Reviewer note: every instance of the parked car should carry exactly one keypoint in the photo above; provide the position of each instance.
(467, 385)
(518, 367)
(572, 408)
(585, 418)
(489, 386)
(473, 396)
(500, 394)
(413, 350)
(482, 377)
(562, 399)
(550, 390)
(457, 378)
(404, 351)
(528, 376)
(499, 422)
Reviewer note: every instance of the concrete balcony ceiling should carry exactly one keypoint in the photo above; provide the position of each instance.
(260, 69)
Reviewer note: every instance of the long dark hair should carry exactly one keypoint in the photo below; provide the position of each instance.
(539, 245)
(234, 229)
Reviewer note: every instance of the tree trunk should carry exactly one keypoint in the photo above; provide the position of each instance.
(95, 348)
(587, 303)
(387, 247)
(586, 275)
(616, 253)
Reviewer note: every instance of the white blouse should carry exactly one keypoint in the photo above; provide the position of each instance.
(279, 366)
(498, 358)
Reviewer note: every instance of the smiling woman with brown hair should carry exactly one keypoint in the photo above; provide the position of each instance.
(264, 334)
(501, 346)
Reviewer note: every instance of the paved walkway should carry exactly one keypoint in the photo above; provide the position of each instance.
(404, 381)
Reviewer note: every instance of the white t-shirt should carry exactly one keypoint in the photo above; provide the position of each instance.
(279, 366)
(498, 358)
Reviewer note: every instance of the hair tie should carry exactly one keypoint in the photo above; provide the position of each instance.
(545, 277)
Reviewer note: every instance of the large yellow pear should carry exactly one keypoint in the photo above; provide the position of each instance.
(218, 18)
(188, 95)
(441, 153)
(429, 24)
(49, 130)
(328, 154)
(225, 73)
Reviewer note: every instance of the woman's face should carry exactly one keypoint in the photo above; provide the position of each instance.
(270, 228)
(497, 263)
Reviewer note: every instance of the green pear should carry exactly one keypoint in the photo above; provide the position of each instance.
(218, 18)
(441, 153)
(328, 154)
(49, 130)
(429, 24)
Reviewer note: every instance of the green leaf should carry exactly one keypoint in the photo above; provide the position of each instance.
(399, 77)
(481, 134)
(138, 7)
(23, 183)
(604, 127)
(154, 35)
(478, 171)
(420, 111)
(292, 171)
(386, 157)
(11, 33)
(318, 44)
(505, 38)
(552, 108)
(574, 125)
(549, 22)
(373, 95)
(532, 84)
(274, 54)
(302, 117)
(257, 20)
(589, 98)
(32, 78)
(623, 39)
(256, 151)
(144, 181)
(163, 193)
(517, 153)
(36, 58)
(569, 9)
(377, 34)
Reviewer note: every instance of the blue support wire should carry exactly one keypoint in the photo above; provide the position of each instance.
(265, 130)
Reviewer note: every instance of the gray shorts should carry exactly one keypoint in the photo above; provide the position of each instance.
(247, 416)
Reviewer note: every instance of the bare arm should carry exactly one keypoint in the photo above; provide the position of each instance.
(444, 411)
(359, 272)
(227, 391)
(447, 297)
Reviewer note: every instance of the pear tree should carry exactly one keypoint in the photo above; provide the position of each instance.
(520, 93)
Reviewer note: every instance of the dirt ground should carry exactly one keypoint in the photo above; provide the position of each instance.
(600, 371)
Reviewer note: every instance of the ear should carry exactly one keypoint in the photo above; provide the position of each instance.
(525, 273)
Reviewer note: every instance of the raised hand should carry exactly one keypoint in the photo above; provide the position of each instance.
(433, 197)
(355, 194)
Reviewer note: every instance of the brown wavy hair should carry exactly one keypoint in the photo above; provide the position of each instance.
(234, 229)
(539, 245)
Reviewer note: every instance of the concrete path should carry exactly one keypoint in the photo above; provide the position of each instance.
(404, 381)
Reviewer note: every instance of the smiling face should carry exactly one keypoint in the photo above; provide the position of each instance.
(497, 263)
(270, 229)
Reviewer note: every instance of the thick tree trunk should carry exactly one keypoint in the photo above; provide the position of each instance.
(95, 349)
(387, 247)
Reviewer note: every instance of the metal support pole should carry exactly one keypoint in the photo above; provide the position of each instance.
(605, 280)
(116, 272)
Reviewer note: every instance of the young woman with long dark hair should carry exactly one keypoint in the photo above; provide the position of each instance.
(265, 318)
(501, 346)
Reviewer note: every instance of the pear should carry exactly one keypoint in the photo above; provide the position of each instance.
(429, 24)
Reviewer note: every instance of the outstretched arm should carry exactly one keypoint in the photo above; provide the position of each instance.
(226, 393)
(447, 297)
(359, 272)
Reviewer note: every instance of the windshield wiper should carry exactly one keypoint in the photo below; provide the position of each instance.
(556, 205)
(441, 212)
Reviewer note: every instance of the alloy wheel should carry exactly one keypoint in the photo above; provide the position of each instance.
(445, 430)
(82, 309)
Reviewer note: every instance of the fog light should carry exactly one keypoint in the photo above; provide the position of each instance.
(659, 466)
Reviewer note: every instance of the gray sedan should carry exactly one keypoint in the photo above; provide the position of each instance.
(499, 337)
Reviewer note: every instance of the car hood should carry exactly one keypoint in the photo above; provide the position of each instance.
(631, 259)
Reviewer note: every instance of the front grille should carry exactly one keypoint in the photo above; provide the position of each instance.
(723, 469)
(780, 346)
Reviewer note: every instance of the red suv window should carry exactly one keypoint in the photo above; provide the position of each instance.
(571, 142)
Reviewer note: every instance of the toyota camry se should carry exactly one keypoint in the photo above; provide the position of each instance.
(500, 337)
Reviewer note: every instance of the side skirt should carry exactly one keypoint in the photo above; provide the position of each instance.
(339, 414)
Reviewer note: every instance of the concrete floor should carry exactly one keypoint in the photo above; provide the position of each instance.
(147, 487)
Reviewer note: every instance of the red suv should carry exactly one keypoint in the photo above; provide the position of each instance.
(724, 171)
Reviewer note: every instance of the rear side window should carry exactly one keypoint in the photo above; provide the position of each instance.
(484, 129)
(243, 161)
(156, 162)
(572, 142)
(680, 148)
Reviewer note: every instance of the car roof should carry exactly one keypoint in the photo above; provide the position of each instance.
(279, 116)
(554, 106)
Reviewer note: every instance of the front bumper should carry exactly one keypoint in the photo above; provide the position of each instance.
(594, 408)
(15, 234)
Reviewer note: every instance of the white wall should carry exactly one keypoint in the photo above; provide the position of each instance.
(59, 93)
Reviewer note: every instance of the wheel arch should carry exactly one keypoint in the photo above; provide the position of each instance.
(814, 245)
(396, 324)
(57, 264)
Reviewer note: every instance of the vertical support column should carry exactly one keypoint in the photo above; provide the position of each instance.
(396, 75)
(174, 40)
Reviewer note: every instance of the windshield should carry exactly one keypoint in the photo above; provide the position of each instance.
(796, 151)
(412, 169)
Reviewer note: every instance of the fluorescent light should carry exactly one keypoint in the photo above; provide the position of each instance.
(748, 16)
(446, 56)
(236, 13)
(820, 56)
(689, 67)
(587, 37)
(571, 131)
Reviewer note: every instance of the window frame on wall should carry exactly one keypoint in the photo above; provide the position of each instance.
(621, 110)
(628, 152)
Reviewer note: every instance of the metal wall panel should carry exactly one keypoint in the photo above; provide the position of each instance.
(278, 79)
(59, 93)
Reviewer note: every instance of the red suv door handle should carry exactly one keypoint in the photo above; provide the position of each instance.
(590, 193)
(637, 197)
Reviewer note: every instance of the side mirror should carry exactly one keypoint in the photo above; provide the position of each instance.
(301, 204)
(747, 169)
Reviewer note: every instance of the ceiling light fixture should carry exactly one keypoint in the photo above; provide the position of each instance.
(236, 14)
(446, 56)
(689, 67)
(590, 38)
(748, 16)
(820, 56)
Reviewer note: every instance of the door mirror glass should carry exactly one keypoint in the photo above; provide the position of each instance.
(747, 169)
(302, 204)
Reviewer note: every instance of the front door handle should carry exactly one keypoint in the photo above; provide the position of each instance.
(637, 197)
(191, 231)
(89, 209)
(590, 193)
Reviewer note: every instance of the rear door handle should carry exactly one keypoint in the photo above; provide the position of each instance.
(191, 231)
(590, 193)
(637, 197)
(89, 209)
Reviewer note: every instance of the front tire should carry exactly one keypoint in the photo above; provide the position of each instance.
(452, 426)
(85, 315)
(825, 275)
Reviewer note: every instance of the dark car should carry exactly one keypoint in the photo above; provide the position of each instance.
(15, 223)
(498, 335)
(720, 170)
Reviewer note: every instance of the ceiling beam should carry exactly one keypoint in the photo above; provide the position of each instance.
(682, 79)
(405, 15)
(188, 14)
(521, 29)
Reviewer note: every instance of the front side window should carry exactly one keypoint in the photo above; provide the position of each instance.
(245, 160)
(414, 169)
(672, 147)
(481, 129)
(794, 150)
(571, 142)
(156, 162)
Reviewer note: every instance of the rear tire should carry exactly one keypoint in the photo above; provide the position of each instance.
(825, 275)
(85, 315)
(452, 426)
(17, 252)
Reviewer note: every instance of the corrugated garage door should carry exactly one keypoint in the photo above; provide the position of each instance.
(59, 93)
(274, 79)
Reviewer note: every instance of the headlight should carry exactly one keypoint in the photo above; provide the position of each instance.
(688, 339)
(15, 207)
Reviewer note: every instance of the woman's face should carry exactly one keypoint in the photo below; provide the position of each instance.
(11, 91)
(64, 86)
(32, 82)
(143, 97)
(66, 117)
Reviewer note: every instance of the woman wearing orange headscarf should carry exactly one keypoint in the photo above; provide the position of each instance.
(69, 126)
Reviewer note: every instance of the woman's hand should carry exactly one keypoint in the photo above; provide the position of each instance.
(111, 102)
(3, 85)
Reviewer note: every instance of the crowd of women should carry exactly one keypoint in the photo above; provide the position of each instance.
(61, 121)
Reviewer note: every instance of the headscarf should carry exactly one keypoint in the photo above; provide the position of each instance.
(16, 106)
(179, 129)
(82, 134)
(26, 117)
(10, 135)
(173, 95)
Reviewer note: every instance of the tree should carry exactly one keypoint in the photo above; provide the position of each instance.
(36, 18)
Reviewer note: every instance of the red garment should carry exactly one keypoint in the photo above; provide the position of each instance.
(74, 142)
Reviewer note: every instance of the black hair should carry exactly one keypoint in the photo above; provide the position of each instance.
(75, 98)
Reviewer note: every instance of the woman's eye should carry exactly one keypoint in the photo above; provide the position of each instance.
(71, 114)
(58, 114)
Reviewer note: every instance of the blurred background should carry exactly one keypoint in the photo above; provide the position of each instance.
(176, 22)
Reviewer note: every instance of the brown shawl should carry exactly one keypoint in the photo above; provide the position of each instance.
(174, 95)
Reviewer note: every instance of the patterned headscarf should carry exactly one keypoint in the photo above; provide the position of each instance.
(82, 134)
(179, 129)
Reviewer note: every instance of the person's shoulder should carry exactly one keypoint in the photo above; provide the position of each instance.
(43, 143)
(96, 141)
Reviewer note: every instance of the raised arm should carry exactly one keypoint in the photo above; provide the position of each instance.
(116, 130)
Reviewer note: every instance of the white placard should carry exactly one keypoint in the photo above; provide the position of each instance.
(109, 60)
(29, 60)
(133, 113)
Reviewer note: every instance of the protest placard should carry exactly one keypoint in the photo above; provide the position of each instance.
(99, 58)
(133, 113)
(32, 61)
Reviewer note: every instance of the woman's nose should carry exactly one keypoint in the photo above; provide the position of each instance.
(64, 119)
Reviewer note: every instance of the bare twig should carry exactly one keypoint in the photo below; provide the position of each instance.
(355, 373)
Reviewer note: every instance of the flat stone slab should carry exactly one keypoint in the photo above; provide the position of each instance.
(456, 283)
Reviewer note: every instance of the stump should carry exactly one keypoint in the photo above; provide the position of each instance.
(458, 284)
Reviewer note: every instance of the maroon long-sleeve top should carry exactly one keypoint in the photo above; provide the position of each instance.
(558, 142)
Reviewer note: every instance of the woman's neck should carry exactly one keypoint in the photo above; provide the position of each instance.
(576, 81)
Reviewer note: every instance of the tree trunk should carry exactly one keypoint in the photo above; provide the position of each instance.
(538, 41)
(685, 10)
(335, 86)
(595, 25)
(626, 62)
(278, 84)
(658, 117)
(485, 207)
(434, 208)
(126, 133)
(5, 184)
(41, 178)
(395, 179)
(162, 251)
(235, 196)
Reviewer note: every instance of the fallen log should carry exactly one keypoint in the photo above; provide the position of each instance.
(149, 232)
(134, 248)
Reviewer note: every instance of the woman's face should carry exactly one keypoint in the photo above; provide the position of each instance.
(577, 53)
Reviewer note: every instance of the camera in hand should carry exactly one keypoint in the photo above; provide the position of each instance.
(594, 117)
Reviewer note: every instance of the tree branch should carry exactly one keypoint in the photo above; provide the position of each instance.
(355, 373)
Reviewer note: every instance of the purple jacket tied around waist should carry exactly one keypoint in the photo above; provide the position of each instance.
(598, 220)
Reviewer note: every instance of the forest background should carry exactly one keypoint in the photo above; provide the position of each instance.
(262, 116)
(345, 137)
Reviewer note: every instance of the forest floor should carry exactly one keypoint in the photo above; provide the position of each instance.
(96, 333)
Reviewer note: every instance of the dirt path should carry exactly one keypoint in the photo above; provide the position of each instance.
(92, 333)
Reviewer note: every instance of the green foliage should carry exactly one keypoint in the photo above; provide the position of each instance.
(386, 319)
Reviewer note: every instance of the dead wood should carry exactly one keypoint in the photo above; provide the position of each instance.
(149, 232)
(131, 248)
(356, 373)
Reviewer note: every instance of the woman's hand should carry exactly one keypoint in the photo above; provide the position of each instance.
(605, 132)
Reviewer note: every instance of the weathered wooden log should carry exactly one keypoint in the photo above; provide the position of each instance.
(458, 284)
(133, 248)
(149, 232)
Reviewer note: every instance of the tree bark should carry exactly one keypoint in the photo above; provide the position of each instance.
-------
• What is asked: The required output is the span of lines from the one containing "Reviewer note: every instance of the fallen" to the last line, reproduced character for character.

• Result of the exercise:
Reviewer note: every instance of the fallen log should carry exactly one keypoint in the photo above; provide the position of each instance.
(149, 232)
(134, 248)
Reviewer note: every instance of the woman's face should carry exactly one keypoint in the photo above; provide the position of each instance.
(577, 53)
Reviewer note: every instance of the camera in hand should carry exactly one keypoint in the photo above; provide the position of each instance.
(594, 117)
Reviewer note: every instance of the tree branch should carry exactly one keypoint in the photo above; provide the position of each instance.
(355, 373)
Reviewer note: every instance of the purple jacket tied around waist should carry exactly one keypoint in the photo above; provide the position of each instance.
(598, 220)
Reviewer note: every instance of the forest background should carry exactly one keypoint in the photo above; provide the position of each instance.
(262, 116)
(345, 137)
Reviewer note: every instance of the forest floor should carry exactly one keypoint in the photo above; provide the position of each instance.
(96, 333)
Reviewer note: every instance of the dirt path should carry exactly one keypoint in the photo above; provide the position of each instance.
(92, 333)
Reviewer note: every instance of the green foliage should carry exactly one keypoint in the photo above; provide the position of each instance.
(386, 319)
Reviewer note: every instance of the dead wood should carry exactly one keypoint in the photo above; provide the position of each instance.
(149, 232)
(131, 248)
(356, 373)
Reviewer note: every instance of the woman's hand should carry exactly one keypoint in the photo above; provide the position of each instance.
(605, 132)
Reviewer note: every instance of the weathered wooden log should carry exactly one keypoint in the photo above; provide the position of each instance.
(458, 284)
(133, 248)
(149, 232)
Reviewer note: every instance of the tree bark should carry exactly one keypoint in the photo above; provide the position of each instance.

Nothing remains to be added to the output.